— START OF SOURCE MATERIAL —

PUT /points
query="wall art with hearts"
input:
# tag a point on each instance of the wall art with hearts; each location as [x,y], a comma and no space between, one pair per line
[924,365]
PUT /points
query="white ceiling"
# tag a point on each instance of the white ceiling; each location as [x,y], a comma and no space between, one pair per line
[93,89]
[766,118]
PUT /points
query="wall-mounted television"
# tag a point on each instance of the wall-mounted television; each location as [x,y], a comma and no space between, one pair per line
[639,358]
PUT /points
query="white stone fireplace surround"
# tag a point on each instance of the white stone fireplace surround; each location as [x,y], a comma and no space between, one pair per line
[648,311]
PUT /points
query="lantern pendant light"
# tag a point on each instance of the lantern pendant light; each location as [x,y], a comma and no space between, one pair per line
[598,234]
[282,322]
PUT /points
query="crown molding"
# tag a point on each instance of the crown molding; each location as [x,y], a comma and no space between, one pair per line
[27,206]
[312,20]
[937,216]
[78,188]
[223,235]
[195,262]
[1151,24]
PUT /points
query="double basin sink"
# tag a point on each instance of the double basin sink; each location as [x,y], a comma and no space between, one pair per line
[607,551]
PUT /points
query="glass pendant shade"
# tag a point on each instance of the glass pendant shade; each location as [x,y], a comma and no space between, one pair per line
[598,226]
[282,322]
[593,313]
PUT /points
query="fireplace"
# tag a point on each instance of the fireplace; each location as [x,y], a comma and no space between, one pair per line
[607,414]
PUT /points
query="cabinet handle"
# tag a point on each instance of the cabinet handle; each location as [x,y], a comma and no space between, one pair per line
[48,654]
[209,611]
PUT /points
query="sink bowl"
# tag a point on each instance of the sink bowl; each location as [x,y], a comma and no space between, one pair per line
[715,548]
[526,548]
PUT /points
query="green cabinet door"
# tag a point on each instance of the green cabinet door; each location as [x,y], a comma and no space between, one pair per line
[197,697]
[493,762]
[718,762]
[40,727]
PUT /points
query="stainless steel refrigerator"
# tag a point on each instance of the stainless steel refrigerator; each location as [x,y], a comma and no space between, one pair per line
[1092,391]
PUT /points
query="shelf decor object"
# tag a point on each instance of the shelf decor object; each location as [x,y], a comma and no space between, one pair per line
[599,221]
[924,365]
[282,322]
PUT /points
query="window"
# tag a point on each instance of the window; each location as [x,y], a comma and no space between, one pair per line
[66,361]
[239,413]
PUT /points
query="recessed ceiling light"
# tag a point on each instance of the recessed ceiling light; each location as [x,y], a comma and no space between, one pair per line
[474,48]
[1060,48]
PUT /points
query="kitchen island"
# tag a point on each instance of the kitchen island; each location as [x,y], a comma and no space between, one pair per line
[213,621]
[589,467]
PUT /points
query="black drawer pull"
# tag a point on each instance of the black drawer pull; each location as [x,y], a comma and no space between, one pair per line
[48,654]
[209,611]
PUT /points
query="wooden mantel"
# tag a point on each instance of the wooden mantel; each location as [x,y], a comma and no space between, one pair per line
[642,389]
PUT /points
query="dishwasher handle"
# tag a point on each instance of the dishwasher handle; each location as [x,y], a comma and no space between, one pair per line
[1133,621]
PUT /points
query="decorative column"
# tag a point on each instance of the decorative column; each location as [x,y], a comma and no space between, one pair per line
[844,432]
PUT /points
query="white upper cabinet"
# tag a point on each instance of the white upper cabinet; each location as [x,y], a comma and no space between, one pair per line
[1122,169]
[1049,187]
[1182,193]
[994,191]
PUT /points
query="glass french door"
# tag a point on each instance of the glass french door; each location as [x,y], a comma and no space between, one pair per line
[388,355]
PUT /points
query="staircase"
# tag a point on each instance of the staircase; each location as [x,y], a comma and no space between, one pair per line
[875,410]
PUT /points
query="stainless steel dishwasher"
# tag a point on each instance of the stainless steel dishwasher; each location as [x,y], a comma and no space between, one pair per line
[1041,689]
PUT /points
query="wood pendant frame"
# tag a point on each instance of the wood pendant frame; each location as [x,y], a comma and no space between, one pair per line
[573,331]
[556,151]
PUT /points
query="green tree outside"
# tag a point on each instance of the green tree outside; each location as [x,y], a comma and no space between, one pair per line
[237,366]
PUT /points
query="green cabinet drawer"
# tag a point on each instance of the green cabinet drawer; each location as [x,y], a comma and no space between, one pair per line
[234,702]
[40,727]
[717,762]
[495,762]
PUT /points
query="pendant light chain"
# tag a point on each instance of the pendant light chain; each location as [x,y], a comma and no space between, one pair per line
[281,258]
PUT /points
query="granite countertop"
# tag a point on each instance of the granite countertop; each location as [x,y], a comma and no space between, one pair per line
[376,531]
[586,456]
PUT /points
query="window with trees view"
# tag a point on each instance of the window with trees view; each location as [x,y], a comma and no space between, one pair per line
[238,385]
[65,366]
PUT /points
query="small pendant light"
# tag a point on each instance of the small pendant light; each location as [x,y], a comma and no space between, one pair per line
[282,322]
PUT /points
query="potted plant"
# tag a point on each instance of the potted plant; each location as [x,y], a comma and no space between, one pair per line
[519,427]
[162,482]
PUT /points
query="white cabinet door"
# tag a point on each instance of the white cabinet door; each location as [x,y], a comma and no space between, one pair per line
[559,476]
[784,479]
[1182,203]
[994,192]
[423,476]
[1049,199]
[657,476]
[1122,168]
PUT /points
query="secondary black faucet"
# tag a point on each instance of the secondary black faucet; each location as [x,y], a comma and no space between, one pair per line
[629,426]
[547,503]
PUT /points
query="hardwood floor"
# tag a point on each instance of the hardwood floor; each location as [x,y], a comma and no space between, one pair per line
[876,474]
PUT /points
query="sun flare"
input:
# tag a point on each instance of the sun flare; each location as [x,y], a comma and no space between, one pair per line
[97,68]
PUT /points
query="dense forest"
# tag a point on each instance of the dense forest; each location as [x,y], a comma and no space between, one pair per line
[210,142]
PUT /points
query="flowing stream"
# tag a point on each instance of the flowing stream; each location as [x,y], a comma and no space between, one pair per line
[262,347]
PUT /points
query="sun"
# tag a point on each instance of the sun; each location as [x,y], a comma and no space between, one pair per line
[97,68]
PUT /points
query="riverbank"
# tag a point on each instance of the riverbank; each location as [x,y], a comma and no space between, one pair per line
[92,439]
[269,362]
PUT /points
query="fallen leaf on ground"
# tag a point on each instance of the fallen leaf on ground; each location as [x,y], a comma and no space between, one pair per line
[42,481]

— END OF SOURCE MATERIAL —

(OBJECTIVE) Pick out every line of the material above that contains the word "refrigerator", matching case exactly, and copy each of those lines in full.

(RESULT FOR THIS EXERCISE)
query="stainless steel refrigerator"
# tag a point on each instance of the stainless steel refrigerator; each location as [x,y], a comma and no space between, one pair per line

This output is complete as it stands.